Prompt: Repeat the lines of the listing below exactly, starting at the line that contains "the white table" and running through the last line, both included, and only those.

Data in this exercise:
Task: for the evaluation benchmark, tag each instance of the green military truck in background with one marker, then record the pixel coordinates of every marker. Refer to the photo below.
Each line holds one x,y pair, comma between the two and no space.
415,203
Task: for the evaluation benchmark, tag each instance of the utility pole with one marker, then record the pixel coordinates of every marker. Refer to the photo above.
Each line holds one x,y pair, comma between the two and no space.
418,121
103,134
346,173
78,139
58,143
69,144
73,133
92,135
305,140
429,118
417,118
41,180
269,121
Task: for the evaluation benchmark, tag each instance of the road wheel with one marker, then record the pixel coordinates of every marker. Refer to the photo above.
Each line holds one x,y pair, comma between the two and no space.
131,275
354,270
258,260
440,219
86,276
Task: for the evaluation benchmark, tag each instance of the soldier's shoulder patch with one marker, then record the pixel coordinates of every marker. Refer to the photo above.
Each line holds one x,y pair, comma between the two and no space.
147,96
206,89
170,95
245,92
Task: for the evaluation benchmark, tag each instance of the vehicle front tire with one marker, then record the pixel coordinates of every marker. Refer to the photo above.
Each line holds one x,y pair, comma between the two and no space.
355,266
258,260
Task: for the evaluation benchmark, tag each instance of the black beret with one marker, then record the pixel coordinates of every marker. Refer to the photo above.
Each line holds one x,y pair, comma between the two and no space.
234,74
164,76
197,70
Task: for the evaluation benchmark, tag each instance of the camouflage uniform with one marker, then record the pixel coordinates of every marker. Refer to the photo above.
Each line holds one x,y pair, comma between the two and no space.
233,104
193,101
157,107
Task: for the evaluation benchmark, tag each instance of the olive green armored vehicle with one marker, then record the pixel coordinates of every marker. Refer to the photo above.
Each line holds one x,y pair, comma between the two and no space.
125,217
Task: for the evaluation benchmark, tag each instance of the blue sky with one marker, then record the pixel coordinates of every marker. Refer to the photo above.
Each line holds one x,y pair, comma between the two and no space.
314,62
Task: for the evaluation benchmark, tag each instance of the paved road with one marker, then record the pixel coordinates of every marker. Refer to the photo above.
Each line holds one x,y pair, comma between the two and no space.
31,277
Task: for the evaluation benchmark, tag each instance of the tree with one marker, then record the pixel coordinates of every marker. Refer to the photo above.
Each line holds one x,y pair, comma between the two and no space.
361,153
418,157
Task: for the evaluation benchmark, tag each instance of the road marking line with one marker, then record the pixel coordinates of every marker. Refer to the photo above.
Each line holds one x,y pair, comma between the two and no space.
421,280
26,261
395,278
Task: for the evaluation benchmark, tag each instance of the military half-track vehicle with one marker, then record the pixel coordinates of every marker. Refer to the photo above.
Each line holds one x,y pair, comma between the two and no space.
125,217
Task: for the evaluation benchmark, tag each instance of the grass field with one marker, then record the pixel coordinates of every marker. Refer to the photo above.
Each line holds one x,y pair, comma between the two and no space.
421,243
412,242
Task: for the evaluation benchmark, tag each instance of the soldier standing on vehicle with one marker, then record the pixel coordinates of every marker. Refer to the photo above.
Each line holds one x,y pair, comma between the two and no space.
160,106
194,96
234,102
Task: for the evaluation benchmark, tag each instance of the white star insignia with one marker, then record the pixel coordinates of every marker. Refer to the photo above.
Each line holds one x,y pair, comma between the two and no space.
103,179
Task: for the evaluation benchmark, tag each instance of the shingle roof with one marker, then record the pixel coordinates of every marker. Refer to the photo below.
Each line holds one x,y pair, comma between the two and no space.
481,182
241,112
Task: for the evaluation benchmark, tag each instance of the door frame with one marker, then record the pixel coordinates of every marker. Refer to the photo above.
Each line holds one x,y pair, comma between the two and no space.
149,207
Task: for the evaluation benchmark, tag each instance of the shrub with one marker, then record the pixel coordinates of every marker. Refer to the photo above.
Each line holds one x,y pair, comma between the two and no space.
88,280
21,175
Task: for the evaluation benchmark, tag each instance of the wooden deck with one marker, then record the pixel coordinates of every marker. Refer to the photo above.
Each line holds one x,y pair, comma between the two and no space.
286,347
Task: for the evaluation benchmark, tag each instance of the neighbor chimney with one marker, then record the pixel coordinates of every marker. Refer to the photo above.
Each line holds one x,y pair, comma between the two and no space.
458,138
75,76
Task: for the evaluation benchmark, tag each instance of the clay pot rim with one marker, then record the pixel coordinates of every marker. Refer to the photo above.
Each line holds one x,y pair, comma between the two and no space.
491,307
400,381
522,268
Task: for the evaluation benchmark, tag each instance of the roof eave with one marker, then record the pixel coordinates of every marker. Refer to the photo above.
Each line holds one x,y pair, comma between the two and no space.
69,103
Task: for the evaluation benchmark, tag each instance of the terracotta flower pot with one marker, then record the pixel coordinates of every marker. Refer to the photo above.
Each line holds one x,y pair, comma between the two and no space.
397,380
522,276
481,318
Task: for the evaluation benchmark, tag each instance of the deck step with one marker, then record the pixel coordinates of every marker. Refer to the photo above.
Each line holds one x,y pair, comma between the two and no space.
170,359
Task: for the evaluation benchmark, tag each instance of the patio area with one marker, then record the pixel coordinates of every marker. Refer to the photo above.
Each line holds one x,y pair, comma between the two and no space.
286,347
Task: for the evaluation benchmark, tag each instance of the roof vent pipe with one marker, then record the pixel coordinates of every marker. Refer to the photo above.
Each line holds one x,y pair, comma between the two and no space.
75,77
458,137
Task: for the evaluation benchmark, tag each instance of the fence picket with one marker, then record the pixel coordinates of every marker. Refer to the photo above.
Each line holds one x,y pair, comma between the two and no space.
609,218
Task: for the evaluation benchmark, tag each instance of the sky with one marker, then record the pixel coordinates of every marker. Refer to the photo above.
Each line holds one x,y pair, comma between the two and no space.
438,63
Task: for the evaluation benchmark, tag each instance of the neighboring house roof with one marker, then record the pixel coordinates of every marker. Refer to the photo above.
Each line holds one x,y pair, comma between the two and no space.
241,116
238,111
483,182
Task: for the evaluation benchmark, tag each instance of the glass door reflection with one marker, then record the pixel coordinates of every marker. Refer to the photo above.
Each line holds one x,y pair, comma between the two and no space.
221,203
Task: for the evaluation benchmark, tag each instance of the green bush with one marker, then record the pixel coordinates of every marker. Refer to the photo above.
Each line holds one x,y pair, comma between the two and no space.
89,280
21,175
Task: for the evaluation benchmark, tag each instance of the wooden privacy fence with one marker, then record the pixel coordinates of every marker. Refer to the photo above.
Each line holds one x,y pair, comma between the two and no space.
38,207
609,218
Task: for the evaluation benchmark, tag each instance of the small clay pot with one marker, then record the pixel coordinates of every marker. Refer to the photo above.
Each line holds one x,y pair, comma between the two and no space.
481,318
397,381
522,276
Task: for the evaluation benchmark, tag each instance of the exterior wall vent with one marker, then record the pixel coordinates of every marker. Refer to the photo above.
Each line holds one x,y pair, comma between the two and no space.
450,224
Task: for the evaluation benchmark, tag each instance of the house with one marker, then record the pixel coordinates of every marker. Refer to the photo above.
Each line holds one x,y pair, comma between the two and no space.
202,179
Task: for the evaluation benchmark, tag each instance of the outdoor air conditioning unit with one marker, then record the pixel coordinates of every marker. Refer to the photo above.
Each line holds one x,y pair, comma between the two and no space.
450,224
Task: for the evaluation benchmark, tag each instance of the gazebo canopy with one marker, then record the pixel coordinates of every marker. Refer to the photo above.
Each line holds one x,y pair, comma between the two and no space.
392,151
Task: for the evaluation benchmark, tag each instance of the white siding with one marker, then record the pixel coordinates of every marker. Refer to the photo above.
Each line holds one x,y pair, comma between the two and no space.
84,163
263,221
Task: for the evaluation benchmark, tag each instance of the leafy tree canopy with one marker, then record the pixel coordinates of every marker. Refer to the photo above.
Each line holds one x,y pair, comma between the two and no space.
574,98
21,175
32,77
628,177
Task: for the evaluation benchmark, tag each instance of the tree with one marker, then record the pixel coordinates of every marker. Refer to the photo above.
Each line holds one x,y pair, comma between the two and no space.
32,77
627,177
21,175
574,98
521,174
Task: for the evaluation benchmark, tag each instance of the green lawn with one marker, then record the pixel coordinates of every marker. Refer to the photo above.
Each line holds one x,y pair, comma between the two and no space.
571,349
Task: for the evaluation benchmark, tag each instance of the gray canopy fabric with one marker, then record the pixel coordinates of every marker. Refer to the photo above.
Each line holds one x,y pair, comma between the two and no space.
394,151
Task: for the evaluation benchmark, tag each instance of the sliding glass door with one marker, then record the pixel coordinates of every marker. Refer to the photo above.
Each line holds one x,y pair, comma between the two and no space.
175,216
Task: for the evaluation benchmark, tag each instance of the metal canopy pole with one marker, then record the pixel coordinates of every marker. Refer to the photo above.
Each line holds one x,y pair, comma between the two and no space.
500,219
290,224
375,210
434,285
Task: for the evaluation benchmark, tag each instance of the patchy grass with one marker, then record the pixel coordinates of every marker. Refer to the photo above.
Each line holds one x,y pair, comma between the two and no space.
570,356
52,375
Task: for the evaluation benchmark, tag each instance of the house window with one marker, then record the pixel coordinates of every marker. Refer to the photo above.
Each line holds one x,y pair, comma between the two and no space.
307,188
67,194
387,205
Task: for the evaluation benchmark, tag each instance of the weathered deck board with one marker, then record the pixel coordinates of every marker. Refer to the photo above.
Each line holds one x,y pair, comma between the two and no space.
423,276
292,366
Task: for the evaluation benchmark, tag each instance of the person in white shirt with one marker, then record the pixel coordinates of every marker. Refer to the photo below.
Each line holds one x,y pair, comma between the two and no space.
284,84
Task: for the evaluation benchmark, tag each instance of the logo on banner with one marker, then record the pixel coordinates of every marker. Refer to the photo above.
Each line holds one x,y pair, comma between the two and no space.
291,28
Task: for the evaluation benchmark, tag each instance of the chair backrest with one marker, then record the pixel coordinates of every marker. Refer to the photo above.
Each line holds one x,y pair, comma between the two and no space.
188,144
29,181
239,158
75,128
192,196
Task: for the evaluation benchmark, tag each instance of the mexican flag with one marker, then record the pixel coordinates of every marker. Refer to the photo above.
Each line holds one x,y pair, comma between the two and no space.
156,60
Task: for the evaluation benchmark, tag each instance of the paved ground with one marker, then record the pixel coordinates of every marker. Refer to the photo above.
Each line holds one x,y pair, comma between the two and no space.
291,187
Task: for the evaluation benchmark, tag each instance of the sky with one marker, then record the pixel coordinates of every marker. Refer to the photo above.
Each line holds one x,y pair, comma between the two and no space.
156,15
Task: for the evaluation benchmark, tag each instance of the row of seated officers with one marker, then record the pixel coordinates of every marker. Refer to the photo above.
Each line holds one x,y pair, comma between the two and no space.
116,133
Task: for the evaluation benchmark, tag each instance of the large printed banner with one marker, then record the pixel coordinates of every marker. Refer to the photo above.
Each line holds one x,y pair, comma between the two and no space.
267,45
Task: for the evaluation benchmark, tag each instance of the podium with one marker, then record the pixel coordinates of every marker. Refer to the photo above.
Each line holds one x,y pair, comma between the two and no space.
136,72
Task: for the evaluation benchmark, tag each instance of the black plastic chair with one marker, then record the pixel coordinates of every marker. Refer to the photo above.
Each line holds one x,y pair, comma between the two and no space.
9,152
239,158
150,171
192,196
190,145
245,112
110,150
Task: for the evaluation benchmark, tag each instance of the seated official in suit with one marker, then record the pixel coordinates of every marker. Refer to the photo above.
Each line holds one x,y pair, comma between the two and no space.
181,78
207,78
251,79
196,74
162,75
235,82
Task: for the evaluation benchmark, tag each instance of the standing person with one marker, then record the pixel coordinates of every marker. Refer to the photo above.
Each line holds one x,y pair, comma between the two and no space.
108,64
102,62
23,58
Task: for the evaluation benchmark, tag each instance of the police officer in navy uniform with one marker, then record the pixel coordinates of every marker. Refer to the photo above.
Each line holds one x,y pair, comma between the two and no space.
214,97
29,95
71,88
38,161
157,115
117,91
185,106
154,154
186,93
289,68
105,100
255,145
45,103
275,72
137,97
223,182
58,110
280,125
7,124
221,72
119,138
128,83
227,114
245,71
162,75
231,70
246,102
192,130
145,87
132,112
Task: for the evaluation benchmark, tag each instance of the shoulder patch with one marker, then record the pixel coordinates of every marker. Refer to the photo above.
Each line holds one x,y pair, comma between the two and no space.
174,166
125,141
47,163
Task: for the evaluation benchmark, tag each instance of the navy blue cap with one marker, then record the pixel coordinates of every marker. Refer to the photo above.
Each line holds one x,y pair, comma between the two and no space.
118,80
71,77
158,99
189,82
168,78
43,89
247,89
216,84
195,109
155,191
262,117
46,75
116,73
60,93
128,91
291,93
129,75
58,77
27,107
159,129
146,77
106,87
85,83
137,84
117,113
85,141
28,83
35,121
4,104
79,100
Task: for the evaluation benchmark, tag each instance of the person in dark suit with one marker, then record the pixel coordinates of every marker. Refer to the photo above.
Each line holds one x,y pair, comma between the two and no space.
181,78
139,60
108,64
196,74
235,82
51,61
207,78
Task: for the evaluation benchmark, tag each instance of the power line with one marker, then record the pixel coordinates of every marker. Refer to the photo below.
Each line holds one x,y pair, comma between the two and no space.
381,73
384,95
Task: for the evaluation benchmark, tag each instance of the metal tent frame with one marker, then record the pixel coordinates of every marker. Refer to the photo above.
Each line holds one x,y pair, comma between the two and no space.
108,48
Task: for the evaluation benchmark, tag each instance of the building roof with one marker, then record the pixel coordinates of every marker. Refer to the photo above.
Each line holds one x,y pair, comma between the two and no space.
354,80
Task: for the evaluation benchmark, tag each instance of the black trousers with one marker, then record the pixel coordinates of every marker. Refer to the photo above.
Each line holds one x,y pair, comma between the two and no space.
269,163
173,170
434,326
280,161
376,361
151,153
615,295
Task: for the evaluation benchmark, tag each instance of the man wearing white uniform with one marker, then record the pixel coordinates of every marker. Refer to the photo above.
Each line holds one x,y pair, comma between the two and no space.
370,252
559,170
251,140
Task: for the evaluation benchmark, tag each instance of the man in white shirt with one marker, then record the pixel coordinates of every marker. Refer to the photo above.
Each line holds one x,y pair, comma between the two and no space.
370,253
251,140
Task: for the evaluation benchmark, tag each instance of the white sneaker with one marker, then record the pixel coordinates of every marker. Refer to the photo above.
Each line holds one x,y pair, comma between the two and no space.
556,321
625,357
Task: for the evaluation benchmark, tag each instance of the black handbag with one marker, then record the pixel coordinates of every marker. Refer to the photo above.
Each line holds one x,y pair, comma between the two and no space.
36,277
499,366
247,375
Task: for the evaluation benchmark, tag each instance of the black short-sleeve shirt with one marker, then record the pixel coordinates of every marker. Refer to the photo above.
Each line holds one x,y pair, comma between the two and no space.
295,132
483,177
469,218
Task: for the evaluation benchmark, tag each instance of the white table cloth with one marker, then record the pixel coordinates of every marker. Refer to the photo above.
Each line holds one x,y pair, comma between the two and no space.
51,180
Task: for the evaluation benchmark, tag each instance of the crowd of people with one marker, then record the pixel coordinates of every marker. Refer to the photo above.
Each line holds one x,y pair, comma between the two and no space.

Output below:
Task: for the evaluation benchmark, tag each instance of the white table cloth with one marker, then record the pixel coordinates of every marker. Refer to the photo above.
Each line holds one x,y pair, comma between the two and no space.
51,180
Task: for the evaluation benchmark, tag each instance of the crowd of people with one marker, then record the pixel coordinates of every marker. Refer to the photo above.
Each line holds one x,y pair, comma between the two and no space.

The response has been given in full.